## WHAT NEEDS TO BE DONE
Will you give every entry again exactly as it stands?

======== TASK INPUTS ========

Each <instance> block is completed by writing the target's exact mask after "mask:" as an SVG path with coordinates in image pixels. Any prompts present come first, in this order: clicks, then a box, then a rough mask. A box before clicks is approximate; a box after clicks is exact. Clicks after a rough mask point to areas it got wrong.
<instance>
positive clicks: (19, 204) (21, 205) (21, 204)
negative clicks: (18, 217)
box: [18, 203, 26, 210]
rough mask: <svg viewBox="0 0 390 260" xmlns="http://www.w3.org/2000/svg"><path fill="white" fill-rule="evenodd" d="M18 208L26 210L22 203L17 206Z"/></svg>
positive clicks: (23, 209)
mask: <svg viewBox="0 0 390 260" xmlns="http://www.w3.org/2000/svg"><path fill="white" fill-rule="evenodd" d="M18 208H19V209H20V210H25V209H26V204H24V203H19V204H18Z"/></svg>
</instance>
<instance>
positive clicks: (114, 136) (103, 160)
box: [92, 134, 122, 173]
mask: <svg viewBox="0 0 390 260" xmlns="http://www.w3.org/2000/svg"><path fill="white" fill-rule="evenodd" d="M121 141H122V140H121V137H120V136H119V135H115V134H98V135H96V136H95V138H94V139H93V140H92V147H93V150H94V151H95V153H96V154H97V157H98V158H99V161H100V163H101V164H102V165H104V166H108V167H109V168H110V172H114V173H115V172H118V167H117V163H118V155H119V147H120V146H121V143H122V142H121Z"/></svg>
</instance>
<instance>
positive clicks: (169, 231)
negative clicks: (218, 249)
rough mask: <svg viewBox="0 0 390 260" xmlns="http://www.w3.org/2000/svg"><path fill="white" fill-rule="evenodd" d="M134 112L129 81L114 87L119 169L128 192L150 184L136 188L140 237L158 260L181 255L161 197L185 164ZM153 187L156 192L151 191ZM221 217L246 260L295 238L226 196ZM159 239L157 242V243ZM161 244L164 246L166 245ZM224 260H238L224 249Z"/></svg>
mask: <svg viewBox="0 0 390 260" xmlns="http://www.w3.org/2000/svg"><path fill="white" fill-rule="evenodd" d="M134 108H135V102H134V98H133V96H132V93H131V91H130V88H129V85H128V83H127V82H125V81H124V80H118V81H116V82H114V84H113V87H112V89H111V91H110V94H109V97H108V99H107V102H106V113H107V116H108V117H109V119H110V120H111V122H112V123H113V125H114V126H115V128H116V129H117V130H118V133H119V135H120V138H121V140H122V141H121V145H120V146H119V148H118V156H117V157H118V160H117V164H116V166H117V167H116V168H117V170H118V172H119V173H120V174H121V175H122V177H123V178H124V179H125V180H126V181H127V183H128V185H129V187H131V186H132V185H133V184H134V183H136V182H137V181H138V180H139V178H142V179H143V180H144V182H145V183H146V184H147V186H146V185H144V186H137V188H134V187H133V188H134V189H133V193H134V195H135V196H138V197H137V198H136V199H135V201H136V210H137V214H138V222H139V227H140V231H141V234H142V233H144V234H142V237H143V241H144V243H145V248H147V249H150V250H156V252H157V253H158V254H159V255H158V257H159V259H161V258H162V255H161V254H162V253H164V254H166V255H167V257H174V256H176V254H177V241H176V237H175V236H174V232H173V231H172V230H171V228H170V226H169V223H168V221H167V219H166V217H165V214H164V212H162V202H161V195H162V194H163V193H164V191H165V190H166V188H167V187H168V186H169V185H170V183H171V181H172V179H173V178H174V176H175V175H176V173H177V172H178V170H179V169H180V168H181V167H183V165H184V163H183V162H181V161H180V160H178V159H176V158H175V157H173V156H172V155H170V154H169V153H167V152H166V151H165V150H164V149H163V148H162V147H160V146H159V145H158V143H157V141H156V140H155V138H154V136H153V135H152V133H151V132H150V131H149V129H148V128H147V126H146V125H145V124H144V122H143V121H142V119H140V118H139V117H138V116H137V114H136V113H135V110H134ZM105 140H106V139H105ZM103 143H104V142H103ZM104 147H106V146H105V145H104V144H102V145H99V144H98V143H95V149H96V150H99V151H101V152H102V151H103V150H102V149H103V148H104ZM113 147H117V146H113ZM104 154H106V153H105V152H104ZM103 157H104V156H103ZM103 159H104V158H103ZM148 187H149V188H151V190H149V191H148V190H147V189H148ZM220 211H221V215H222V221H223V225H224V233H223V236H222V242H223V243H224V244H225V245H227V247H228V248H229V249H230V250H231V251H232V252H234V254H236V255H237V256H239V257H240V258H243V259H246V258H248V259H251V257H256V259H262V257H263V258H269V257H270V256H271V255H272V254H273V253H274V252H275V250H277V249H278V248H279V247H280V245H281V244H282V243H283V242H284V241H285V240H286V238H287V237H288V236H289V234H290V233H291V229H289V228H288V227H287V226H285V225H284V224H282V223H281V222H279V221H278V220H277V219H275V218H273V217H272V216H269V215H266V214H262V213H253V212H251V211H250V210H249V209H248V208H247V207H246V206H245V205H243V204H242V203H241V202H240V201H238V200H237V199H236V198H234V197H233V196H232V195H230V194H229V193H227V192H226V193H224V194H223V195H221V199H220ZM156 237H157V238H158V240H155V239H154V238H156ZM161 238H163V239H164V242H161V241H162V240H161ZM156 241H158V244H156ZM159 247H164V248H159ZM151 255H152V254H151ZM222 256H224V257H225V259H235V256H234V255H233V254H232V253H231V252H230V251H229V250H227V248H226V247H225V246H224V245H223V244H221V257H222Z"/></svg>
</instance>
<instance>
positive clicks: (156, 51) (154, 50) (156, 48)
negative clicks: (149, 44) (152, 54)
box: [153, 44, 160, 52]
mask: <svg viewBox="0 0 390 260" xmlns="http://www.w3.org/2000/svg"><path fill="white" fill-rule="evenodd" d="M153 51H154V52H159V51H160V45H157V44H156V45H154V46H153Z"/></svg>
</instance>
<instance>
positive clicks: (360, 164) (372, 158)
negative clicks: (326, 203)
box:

========

## EXERCISE ANSWER
Each <instance> block is completed by writing the target's exact mask after "mask:" as an SVG path with coordinates in image pixels. Any prompts present come first, in this order: clicks, then a box, then a rough mask. A box before clicks is approximate; a box after clicks is exact. Clicks after a rough mask point to areas it got wrong.
<instance>
positive clicks: (19, 204) (21, 205) (21, 204)
negative clicks: (18, 217)
box: [18, 203, 26, 210]
rough mask: <svg viewBox="0 0 390 260" xmlns="http://www.w3.org/2000/svg"><path fill="white" fill-rule="evenodd" d="M18 208L26 210L22 203L17 206Z"/></svg>
positive clicks: (23, 209)
mask: <svg viewBox="0 0 390 260" xmlns="http://www.w3.org/2000/svg"><path fill="white" fill-rule="evenodd" d="M18 208H19V209H20V210H25V209H26V204H24V203H19V204H18Z"/></svg>
</instance>
<instance>
positive clicks: (114, 136) (103, 160)
box: [92, 134, 122, 173]
mask: <svg viewBox="0 0 390 260" xmlns="http://www.w3.org/2000/svg"><path fill="white" fill-rule="evenodd" d="M121 141H122V140H121V137H120V136H119V135H115V134H98V135H96V136H95V138H94V139H93V140H92V147H93V150H94V151H95V153H96V154H97V157H98V158H99V161H100V163H101V164H102V165H104V166H108V167H109V168H110V172H114V173H115V172H118V167H117V163H118V155H119V147H120V146H121V143H122V142H121Z"/></svg>
</instance>
<instance>
positive clicks: (169, 231)
negative clicks: (218, 249)
rough mask: <svg viewBox="0 0 390 260" xmlns="http://www.w3.org/2000/svg"><path fill="white" fill-rule="evenodd" d="M134 112L129 81L114 87L119 169L128 192L150 184L136 188L140 237L158 260L181 255L161 197L185 164ZM153 187L156 192L151 191ZM221 217L246 260L295 238L226 196ZM159 239L157 242V243ZM161 244L164 246L166 245ZM224 260H238L224 249Z"/></svg>
mask: <svg viewBox="0 0 390 260" xmlns="http://www.w3.org/2000/svg"><path fill="white" fill-rule="evenodd" d="M134 108H135V102H134V98H133V96H132V93H131V91H130V88H129V85H128V83H127V82H125V81H124V80H118V81H116V82H114V84H113V87H112V89H111V91H110V94H109V97H108V99H107V102H106V113H107V116H108V117H109V119H110V120H111V122H112V123H113V125H114V126H115V128H116V129H117V130H118V133H119V135H120V138H121V140H122V141H121V145H120V146H119V148H118V156H117V157H118V160H117V164H116V166H117V167H116V168H117V170H118V172H119V173H120V174H121V175H122V177H123V178H124V179H125V180H126V181H127V183H128V185H129V187H131V186H132V185H133V184H134V183H136V182H137V181H138V180H139V178H142V179H143V180H144V182H145V183H146V184H147V186H146V185H144V186H137V188H134V187H133V188H134V189H133V193H134V195H135V196H138V197H137V198H136V199H135V201H136V210H137V214H138V222H139V227H140V231H141V234H142V233H144V234H142V237H143V241H144V243H145V248H147V249H150V250H156V252H157V253H158V254H159V255H158V257H159V259H161V258H162V255H161V254H162V253H164V254H166V255H167V257H174V256H176V254H177V241H176V237H175V236H174V232H173V231H172V230H171V228H170V226H169V223H168V221H167V219H166V217H165V214H164V212H162V202H161V195H162V194H163V193H164V191H165V190H166V188H167V187H168V186H169V185H170V183H171V181H172V179H173V178H174V176H175V175H176V173H177V172H178V170H179V169H180V168H181V167H183V165H184V163H183V162H181V161H180V160H178V159H176V158H175V157H173V156H172V155H170V154H169V153H167V152H166V151H165V150H164V149H163V148H162V147H160V146H159V145H158V143H157V141H156V140H155V138H154V136H153V135H152V133H151V132H150V131H149V129H148V128H147V126H146V125H145V124H144V122H143V121H142V119H140V118H139V117H138V116H137V114H136V113H135V110H134ZM105 140H106V139H105ZM103 143H104V142H103ZM104 147H106V146H105V145H104V144H102V145H99V144H98V143H95V149H96V150H99V151H101V152H102V151H103V150H102V149H103V148H104ZM113 147H117V146H113ZM104 154H106V153H105V152H104ZM103 157H104V156H103ZM103 159H104V158H103ZM148 187H149V188H151V190H149V191H148V190H147V189H148ZM220 211H221V215H222V221H223V225H224V233H223V236H222V242H223V243H224V244H225V245H227V247H228V248H229V249H230V250H231V251H232V252H234V254H236V255H237V256H239V257H240V258H243V259H246V258H248V259H251V257H256V259H262V257H263V258H269V257H270V256H271V255H272V254H273V253H274V252H275V250H277V249H278V248H279V247H280V245H281V244H282V243H283V242H284V241H285V240H286V238H287V237H288V236H289V234H290V233H291V229H289V228H288V227H287V226H285V225H284V224H282V223H281V222H279V221H278V220H277V219H275V218H273V217H272V216H269V215H266V214H262V213H253V212H251V211H250V210H249V209H248V208H247V207H246V206H245V205H243V204H242V203H241V202H240V201H238V200H237V199H236V198H234V197H233V196H232V195H230V194H229V193H227V192H226V193H224V194H223V195H221V199H220ZM156 237H157V238H158V240H155V239H154V238H156ZM161 238H163V239H164V242H161V241H162V240H161ZM156 241H158V244H156ZM159 247H164V248H159ZM151 255H152V254H151ZM222 256H224V257H225V259H235V256H234V255H233V254H232V253H231V252H230V251H229V250H227V248H226V247H225V246H224V245H223V244H221V257H222Z"/></svg>
</instance>
<instance>
positive clicks: (156, 51) (154, 50) (156, 48)
negative clicks: (149, 44) (152, 54)
box: [153, 44, 160, 52]
mask: <svg viewBox="0 0 390 260" xmlns="http://www.w3.org/2000/svg"><path fill="white" fill-rule="evenodd" d="M153 51H154V52H159V51H160V45H157V44H156V45H154V46H153Z"/></svg>
</instance>
<instance>
positive clicks: (360, 164) (372, 158)
negative clicks: (326, 203)
box:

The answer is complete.